__Request__. Below is a set of records; restate each one word for word.

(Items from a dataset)
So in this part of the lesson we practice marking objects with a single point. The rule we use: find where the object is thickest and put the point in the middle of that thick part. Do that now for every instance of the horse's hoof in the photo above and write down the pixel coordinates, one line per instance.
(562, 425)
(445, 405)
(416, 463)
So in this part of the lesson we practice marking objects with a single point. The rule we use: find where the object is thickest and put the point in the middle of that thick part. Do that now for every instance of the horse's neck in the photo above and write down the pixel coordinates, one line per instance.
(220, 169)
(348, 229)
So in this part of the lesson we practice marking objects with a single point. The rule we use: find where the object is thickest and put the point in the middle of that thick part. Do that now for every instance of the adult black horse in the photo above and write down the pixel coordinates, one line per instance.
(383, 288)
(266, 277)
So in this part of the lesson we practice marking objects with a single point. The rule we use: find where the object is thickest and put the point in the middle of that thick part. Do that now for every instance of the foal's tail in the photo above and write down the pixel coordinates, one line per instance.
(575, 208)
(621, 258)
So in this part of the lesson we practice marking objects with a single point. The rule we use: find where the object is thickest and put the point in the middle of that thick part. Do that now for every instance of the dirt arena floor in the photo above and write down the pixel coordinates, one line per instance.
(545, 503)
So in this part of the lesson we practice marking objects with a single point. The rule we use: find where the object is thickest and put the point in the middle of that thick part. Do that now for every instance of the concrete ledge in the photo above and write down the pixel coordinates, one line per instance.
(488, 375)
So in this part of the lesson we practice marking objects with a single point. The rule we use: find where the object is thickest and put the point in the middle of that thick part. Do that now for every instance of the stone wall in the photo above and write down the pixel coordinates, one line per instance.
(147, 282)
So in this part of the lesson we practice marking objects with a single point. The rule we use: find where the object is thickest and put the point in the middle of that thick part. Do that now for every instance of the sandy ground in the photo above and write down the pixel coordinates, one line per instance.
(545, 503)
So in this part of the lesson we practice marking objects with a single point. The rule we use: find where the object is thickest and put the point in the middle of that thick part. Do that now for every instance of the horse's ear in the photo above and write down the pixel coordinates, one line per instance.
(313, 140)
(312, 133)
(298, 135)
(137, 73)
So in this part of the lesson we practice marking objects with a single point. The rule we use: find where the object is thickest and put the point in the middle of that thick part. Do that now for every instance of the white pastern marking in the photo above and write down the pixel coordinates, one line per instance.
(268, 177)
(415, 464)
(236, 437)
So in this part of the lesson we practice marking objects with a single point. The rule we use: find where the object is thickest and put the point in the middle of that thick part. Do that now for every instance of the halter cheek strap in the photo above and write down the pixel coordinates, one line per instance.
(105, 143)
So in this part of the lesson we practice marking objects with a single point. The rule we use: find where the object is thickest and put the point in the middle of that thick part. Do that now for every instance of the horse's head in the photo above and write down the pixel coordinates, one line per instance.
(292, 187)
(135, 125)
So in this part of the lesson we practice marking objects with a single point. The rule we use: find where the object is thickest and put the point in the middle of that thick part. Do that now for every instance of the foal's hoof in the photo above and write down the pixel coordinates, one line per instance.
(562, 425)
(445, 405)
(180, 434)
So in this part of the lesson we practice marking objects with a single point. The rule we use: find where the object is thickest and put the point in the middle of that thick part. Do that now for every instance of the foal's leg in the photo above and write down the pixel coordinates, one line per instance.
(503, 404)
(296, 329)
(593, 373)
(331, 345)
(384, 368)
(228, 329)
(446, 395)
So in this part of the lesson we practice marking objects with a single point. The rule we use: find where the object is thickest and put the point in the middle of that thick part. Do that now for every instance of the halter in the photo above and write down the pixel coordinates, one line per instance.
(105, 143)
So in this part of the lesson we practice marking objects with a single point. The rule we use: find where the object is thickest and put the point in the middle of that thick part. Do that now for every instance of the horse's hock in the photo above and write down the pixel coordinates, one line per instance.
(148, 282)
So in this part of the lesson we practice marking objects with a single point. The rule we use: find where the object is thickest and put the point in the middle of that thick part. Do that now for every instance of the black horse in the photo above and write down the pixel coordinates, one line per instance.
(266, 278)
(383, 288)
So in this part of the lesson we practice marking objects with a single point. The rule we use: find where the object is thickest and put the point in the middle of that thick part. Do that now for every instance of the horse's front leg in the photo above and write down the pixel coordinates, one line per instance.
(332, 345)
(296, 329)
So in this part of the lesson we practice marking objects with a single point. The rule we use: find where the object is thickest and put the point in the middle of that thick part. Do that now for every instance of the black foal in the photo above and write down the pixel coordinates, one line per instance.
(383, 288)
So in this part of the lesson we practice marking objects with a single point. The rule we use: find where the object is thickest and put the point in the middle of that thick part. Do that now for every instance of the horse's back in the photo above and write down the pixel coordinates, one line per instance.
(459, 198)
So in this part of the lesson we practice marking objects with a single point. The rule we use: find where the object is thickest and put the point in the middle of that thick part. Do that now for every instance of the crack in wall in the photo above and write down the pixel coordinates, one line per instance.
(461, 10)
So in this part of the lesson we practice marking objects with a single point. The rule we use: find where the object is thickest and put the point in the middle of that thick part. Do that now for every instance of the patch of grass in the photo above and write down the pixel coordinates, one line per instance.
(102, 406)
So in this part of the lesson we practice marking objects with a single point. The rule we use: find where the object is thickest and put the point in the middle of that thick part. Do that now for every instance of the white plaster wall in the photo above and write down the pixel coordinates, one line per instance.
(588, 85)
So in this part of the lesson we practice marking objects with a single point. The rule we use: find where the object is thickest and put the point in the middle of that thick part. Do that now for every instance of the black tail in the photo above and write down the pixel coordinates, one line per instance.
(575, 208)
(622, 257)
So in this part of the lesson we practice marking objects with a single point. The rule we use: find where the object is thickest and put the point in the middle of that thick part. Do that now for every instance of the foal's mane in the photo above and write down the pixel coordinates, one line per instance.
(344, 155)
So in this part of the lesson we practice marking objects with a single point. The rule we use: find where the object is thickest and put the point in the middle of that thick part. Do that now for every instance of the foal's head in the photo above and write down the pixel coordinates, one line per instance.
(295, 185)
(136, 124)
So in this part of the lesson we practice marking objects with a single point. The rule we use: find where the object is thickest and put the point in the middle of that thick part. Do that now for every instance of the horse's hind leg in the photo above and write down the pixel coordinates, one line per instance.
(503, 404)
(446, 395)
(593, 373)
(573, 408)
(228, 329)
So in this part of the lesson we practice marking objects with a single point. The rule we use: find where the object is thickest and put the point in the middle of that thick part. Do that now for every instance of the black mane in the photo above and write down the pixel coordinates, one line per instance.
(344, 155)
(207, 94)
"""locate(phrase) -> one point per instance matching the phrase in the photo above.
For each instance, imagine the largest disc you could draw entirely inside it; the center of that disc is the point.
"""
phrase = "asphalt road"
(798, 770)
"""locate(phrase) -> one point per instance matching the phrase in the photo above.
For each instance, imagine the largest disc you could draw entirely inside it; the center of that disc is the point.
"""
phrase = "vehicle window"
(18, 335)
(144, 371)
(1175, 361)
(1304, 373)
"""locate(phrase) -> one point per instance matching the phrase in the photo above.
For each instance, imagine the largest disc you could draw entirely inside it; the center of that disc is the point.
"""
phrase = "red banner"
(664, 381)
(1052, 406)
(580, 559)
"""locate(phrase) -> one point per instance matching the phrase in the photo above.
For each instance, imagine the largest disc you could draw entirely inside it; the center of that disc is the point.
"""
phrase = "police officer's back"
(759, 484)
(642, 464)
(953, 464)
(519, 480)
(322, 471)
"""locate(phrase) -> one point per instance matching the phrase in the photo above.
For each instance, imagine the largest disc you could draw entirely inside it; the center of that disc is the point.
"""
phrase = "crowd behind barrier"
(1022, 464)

__Written solution__.
So in this part of the lesson we practice marking objects with a single point. The rule we use: find where the object is thickest and put the point in the middle of that thick part. Do that now for every instance of the horse's hoof in the photo above and write down the pixel coordinates, one line per instance.
(562, 425)
(445, 405)
(416, 463)
So in this part of the lesson we practice marking objects with a single point. The rule we use: find where the object is thickest and put the point in the middle of that thick part. Do that now for every instance of the horse's neck in the photo above and write down the pixel coordinates, one line per instance.
(220, 169)
(348, 229)
So in this part of the lesson we practice marking objects with a single point. The rule we use: find where the object is thickest and put the point in the middle of that thick part. Do that now for every instance of the adult black horse in the photo above and write down the pixel coordinates, one line per instance.
(383, 288)
(266, 277)
So in this part of the lesson we practice marking objects with a single point. The rule we use: find where the object is thickest and put the point in the middle of that thick part. Do that now for every instance of the foal's tail in the photo above and write down the pixel coordinates, one line per instance.
(575, 208)
(621, 258)
So in this part of the lesson we practice marking objects with a single point. The rule we use: find where the object is thickest and put the point in the middle of that thick part. Do that now for every instance of the dirt arena floor in the photo above and write down the pixel coordinates, one line per instance.
(545, 503)
So in this part of the lesson we practice marking objects with a single point. The rule we use: find where the object is thickest and put the point in the middle of that thick part. Do that now for every instance of the concrete ledge in the photo above and write down the pixel coordinates, one line per instance.
(488, 375)
So in this part of the lesson we practice marking objects with a single point. The rule we use: find where the object is thickest and put the point in the middle of that thick part. Do that now for every instance of the stone wall in the photo above and write down the pixel coordinates, one line per instance.
(147, 282)
So in this part of the lesson we practice marking objects with a single point. The rule we use: find where the object is thickest and put the point in the middle of that thick part. Do that now for every instance of the sandy ground in the photo above and write down the pixel coordinates, one line per instance.
(545, 503)
So in this part of the lesson we practice marking objects with a single point. The rule we use: find where the object is thickest and put the point in the middle of that thick part. Do that now for every instance of the horse's ear in the photo above and write down the pixel coordinates, one line per instance.
(313, 140)
(312, 133)
(298, 135)
(137, 73)
So in this part of the lesson we practice marking objects with a single point. The rule we use: find where the object is thickest and put the point in the middle of that thick part. Do that now for every instance of the white pastern marking in the photo above and write down the pixel coordinates, one line per instance.
(268, 177)
(415, 464)
(236, 437)
So in this part of the lesson we practice marking objects with a single point. The rule we use: find where the object is thickest and put the point in the middle of that thick part. Do that now for every instance of the halter cheek strap in the photo above and write down the pixel coordinates, one line per instance.
(105, 143)
So in this part of the lesson we practice marking objects with a single point. The rule we use: find where the object is thickest and put the point in the middle of that thick part. Do that now for every instance of the horse's head in the photo above and write down the pixel coordinates, one line per instance.
(292, 187)
(135, 125)
So in this part of the lesson we practice marking objects with a single point. The rule we use: find where the object is thickest and put the point in the middle of that thick part. Do that now for every instance of the foal's hoof in the photo above and write down the pixel coordinates, one line per instance.
(562, 425)
(445, 405)
(180, 434)
So in this part of the lesson we practice marking objects with a single point. The rule we use: find where the object is thickest and put the point in the middle of that thick part. Do that now for every instance of the foal's leg in the photo above and write down the pixel coordinates, one line per instance.
(503, 404)
(296, 329)
(593, 373)
(331, 345)
(384, 368)
(228, 329)
(446, 395)
So in this part of the lesson we practice marking objects with a single point. The rule we use: find where the object is thickest and put the point in the middle of that thick part. Do that now for every instance of the halter in the photo above and write down the pixel coordinates, one line per instance.
(105, 143)
So in this part of the lesson we practice marking objects with a single point. The rule we use: find where the object is thickest and put the point in the middle of that thick part. Do that now for every instance of the horse's hock in the photo above and write down the pixel coordinates, one line per instance.
(148, 282)
So in this part of the lesson we practice marking objects with a single point. The rule we use: find where the object is thickest and put the point in the middle of that thick part. Do that now for every instance of the black horse in the photo above and write down the pixel coordinates, one line per instance.
(266, 278)
(383, 288)
So in this part of the lesson we practice marking objects with a single point. The rule we use: find where the object is thickest and put the point in the middle of that thick part. Do that now for every instance of the horse's front leg in the photo above and write down the pixel coordinates, one line per instance.
(332, 345)
(296, 329)
So in this part of the lesson we practice marking objects with a single point. The rule we use: find where the object is thickest and put the point in the middle of that thick part. Do that now for every instance of the black foal in the photo above and write down the pixel coordinates, one line per instance.
(383, 288)
So in this part of the lesson we practice marking objects with a single point. The rule we use: find where the object is thickest and put the point in the middle of that thick part. Do that now for every instance of the horse's back in the photo above and write down the pixel coordinates, one line per instance.
(459, 198)
So in this part of the lesson we practice marking objects with a single point. The rule we use: find where the object is thickest and put the point in the middle of that thick part. Do that now for every instance of the crack in wall in the photo above and write down the pixel coordinates, one line per instance.
(461, 10)
So in this part of the lesson we practice marking objects with a single point. The rule we use: find where the object is thickest and put the point in the middle of that thick part. Do that now for every instance of the patch of grass in the photo above and write down the pixel coordinates, one line per instance.
(102, 406)
So in this part of the lesson we practice marking objects with a single point. The rule we use: find where the object is thickest and put the point in the middle of that thick part. Do that now for every instance of the white plaster wall in the photo above and write down the pixel coordinates, one line per instance.
(588, 85)
So in this part of the lesson we practice marking objects with a single point. The rule we use: find where the object is thickest and put the point in the middle of that thick part. Do that now for every instance of the black tail in the photo above and write down the pixel coordinates, one line per instance.
(575, 208)
(622, 257)
So in this part of the lesson we practice marking objects with a single point. The rule we use: find where the object is thickest and put the point in the middle of that thick part. Do that now for every instance of the foal's mane in the photo above and write down the pixel coordinates, one line per instance.
(344, 155)
So in this part of the lesson we practice marking objects with a single point. The rule we use: find where the object is thickest and put the point in the middle of that thick part. Do that now for every instance of the foal's head in the photo above and write down the pixel coordinates, one line per instance.
(295, 185)
(136, 124)
So in this part of the lesson we practice marking objects with a single point. The rule we use: find where the object is thickest and put the point in the middle of that thick part. Do that now for every instance of the horse's hind leg in the photo above and write down the pixel coordinates, one line per instance.
(503, 404)
(446, 395)
(593, 373)
(573, 408)
(228, 329)
So in this part of the lesson we practice marking objects with a single point. The rule we use: find where the object is thickest and put the point in the middle of that thick part. Do that now for every instance of the black mane in the photo above and write down the pixel coordinates, one line per instance.
(344, 155)
(207, 94)
"""locate(phrase) -> one point per instance matching the phrase in the photo above.
For each instance, imagine the largest disc you could draw entirely inside it; the center of that disc is the point.
"""
phrase = "asphalt road"
(798, 770)
"""locate(phrase) -> one point per instance matching the phrase in the photo above.
For each instance, imagine the largest disc you could draw entirely inside it; the center of that disc is the point.
"""
phrase = "vehicle window"
(18, 335)
(144, 371)
(1175, 361)
(1304, 373)
"""locate(phrase) -> one point per instance matching the phrase in the photo above.
For each instance, imagine the largest disc you could draw entirely inside it; the center of that disc is the point.
"""
phrase = "red banner"
(664, 381)
(1052, 406)
(580, 559)
"""locate(phrase) -> one point per instance matching the phrase in the photo above.
For each instance, imagine the largest disc you could draw entirely inside it; the center of that disc is the point.
"""
phrase = "police officer's back"
(759, 484)
(642, 464)
(953, 464)
(519, 480)
(322, 471)
"""locate(phrase) -> one point per instance matching the phrase in the photo above.
For each instance, imagine the largest disc you could draw entirely inside it; the center of that disc is the point.
"""
phrase = "crowd behind barrier"
(1022, 464)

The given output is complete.